── Given information

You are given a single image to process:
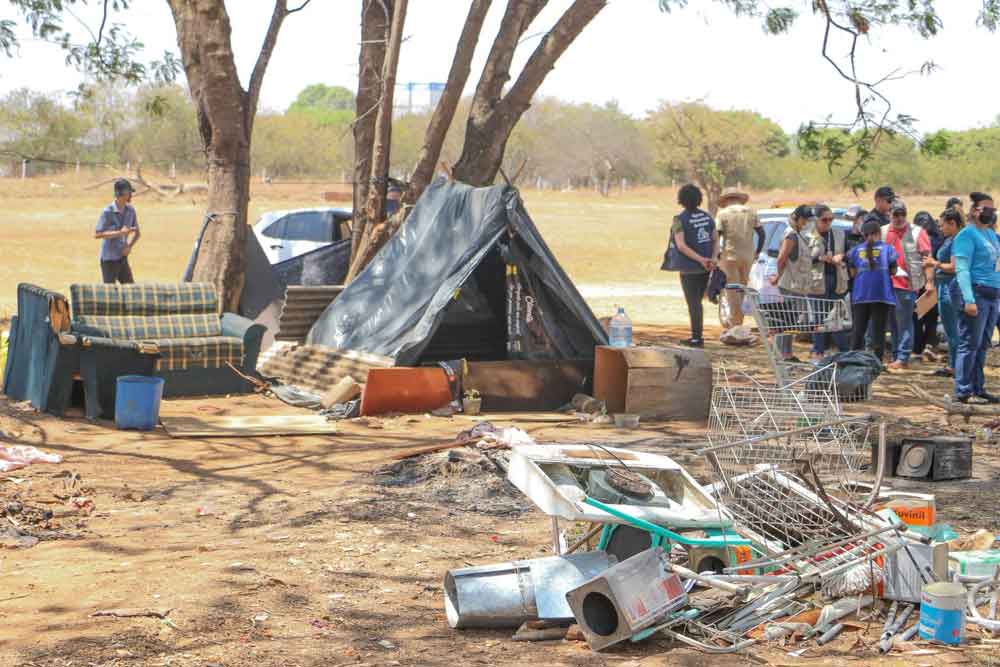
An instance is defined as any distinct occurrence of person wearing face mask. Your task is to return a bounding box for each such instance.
[923,209,964,377]
[808,204,850,361]
[882,199,933,370]
[768,205,822,361]
[950,192,1000,403]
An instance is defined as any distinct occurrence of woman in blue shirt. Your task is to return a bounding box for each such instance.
[950,203,1000,403]
[923,209,963,377]
[847,220,897,361]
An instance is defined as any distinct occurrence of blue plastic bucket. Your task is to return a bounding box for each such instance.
[919,581,966,645]
[114,375,164,431]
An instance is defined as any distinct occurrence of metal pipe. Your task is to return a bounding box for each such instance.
[816,623,844,645]
[551,516,561,555]
[666,563,751,598]
[582,496,751,547]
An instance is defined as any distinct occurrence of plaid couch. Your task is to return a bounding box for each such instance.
[69,283,265,396]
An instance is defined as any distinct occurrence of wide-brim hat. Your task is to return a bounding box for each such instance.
[719,187,749,205]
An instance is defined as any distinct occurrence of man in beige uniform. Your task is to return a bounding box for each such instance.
[716,187,761,327]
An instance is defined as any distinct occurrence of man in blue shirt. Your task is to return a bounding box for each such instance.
[950,194,1000,402]
[94,178,141,284]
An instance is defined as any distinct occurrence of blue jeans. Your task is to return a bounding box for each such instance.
[811,290,851,356]
[937,279,959,370]
[952,282,1000,397]
[889,288,916,362]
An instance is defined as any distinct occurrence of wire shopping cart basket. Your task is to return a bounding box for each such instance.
[744,288,852,386]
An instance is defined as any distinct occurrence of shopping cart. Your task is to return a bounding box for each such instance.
[743,287,852,387]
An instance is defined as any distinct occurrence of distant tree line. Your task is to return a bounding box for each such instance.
[3,82,1000,199]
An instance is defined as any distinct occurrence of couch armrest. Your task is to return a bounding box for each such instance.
[221,313,266,372]
[79,336,160,356]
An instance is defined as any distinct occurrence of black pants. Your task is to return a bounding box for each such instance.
[100,258,134,284]
[680,272,711,341]
[852,302,891,360]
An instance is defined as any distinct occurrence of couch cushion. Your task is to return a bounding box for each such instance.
[71,283,219,318]
[75,313,222,339]
[152,337,244,371]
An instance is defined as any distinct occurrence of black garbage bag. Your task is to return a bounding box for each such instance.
[817,350,884,402]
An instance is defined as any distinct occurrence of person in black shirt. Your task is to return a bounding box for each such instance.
[865,185,894,229]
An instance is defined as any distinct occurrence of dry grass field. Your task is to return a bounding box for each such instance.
[0,171,951,326]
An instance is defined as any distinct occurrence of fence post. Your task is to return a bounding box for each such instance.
[170,162,176,179]
[75,160,80,176]
[21,159,27,179]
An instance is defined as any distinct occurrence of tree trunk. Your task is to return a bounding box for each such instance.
[167,0,297,311]
[346,0,407,284]
[351,0,392,260]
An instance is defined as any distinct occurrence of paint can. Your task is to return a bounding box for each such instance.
[918,581,966,645]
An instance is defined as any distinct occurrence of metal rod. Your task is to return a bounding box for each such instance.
[697,415,873,455]
[582,496,751,547]
[816,622,844,645]
[564,523,603,556]
[550,516,561,555]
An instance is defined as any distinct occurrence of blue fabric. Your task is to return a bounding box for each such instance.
[811,288,850,355]
[953,225,1000,304]
[937,281,959,370]
[935,237,955,284]
[890,287,916,362]
[952,281,1000,396]
[849,241,898,305]
[95,202,139,261]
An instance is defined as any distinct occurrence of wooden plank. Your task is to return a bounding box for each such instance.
[360,367,452,416]
[163,414,338,437]
[464,360,593,412]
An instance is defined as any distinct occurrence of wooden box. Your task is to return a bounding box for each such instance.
[593,346,712,420]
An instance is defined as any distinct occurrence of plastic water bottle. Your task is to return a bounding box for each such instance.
[609,307,633,348]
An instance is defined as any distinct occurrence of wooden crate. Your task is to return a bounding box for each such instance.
[593,346,712,420]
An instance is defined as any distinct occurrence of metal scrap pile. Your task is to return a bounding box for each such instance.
[441,366,1000,658]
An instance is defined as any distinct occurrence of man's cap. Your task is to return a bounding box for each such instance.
[914,211,934,227]
[946,196,962,209]
[114,178,135,196]
[891,198,907,213]
[861,220,882,237]
[719,187,749,205]
[875,186,895,201]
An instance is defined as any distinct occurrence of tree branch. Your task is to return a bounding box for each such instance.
[405,0,493,204]
[471,0,547,115]
[502,0,607,116]
[287,0,313,14]
[247,0,291,125]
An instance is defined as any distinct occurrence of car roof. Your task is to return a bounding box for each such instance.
[254,207,353,226]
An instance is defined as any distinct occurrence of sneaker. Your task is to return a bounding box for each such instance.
[932,368,954,378]
[784,356,803,364]
[681,338,704,348]
[955,394,973,404]
[977,392,1000,404]
[887,360,909,371]
[957,394,988,404]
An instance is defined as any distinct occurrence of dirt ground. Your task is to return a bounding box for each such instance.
[2,325,1000,666]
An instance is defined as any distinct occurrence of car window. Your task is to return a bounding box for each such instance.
[281,211,333,242]
[261,219,286,239]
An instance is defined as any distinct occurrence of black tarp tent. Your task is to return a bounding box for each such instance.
[306,179,607,366]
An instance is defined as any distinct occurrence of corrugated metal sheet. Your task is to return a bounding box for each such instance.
[275,285,345,343]
[258,343,392,395]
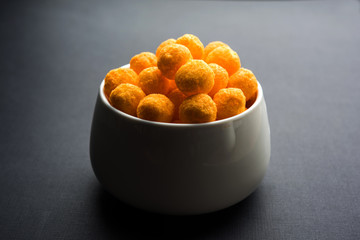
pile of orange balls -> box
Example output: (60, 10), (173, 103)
(103, 34), (258, 123)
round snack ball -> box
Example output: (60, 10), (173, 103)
(172, 119), (183, 123)
(130, 52), (157, 75)
(205, 46), (241, 76)
(156, 38), (176, 57)
(138, 67), (170, 95)
(202, 41), (229, 60)
(213, 88), (246, 120)
(246, 89), (258, 109)
(137, 94), (175, 123)
(157, 43), (192, 80)
(104, 68), (139, 98)
(167, 88), (187, 120)
(176, 34), (204, 59)
(109, 83), (146, 116)
(179, 94), (217, 123)
(175, 60), (215, 96)
(228, 68), (258, 101)
(207, 63), (229, 97)
(167, 79), (177, 94)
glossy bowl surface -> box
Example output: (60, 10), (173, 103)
(90, 67), (270, 215)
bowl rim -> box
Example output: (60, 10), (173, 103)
(99, 64), (264, 128)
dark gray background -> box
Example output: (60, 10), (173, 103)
(1, 0), (359, 239)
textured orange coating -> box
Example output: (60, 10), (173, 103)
(205, 46), (240, 76)
(213, 88), (246, 120)
(137, 94), (174, 123)
(172, 119), (183, 123)
(179, 94), (217, 123)
(202, 41), (229, 60)
(103, 36), (260, 123)
(109, 83), (146, 116)
(175, 60), (215, 96)
(157, 44), (192, 80)
(156, 38), (176, 57)
(167, 79), (177, 94)
(176, 34), (204, 59)
(138, 67), (170, 95)
(130, 52), (157, 75)
(228, 68), (258, 101)
(168, 88), (187, 120)
(246, 89), (258, 109)
(207, 63), (229, 97)
(104, 68), (138, 98)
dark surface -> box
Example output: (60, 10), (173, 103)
(1, 0), (360, 239)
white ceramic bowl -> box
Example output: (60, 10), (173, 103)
(90, 66), (271, 215)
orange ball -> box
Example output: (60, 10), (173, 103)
(246, 89), (258, 109)
(202, 41), (229, 60)
(138, 67), (170, 95)
(179, 94), (217, 123)
(213, 88), (246, 120)
(157, 43), (192, 80)
(228, 68), (258, 101)
(104, 68), (138, 98)
(175, 60), (215, 96)
(172, 119), (183, 124)
(176, 34), (204, 59)
(130, 52), (157, 75)
(167, 79), (177, 94)
(156, 38), (176, 57)
(205, 46), (241, 76)
(167, 88), (187, 120)
(109, 83), (146, 116)
(137, 94), (174, 123)
(207, 63), (229, 97)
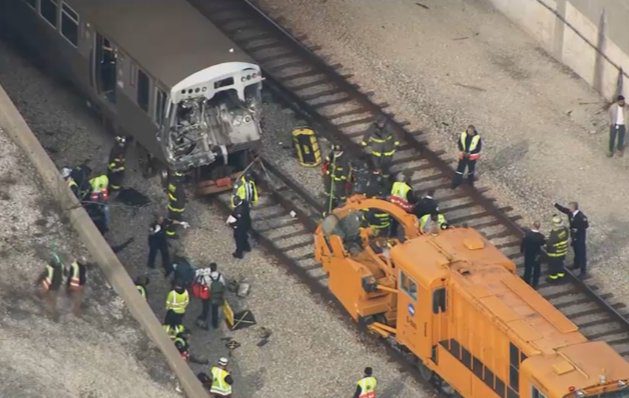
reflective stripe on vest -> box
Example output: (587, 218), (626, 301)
(210, 367), (232, 395)
(42, 264), (54, 290)
(460, 132), (481, 153)
(89, 175), (109, 201)
(390, 182), (411, 200)
(419, 214), (446, 232)
(233, 177), (258, 206)
(69, 261), (81, 288)
(371, 212), (390, 229)
(166, 290), (189, 314)
(358, 376), (377, 398)
(137, 285), (146, 298)
(163, 324), (185, 339)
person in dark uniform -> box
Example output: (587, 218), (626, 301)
(414, 189), (439, 218)
(520, 221), (546, 288)
(227, 196), (251, 259)
(451, 125), (482, 189)
(148, 215), (171, 274)
(554, 201), (589, 277)
(364, 168), (389, 198)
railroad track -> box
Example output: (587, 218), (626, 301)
(192, 0), (629, 360)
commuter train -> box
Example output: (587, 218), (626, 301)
(315, 196), (629, 398)
(0, 0), (263, 194)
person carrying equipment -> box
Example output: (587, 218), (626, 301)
(65, 256), (88, 315)
(451, 125), (482, 189)
(353, 367), (377, 398)
(210, 357), (234, 397)
(232, 171), (258, 207)
(196, 263), (226, 330)
(322, 144), (351, 214)
(166, 171), (186, 238)
(164, 281), (190, 327)
(388, 173), (415, 212)
(544, 215), (569, 283)
(361, 115), (399, 177)
(419, 212), (448, 234)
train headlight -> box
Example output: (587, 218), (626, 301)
(241, 76), (246, 82)
(575, 391), (585, 398)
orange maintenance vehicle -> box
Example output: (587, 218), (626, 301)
(314, 196), (629, 398)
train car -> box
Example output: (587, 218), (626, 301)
(0, 0), (263, 194)
(315, 196), (629, 398)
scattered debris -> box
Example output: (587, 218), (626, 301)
(453, 82), (486, 92)
(256, 327), (272, 347)
(415, 2), (429, 9)
(225, 339), (241, 356)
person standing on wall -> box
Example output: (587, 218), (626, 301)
(608, 95), (626, 157)
(451, 125), (482, 189)
(554, 201), (589, 278)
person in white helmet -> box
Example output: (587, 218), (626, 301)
(209, 357), (233, 397)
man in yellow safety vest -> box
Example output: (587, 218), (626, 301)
(353, 367), (377, 398)
(451, 125), (482, 189)
(389, 173), (415, 212)
(232, 171), (258, 207)
(419, 212), (448, 234)
(164, 282), (189, 327)
(210, 357), (234, 397)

────

Your answer should be the lines from the one that contains "scattered debris -> box" through the last line of the material, copied exactly.

→ **Result below**
scattered debris -> box
Example output: (587, 218), (626, 301)
(453, 82), (486, 92)
(256, 327), (272, 347)
(415, 2), (429, 9)
(225, 339), (241, 356)
person standing on wall -> box
Example output: (587, 218), (626, 301)
(608, 95), (626, 157)
(451, 125), (482, 189)
(554, 201), (589, 278)
person in white helmet -> box
Example output: (587, 218), (626, 301)
(209, 357), (233, 397)
man in yellow safety vest -> box
Example output: (587, 218), (626, 301)
(353, 367), (377, 398)
(451, 125), (482, 189)
(389, 173), (415, 212)
(232, 171), (258, 207)
(419, 212), (448, 234)
(164, 282), (189, 327)
(210, 357), (234, 397)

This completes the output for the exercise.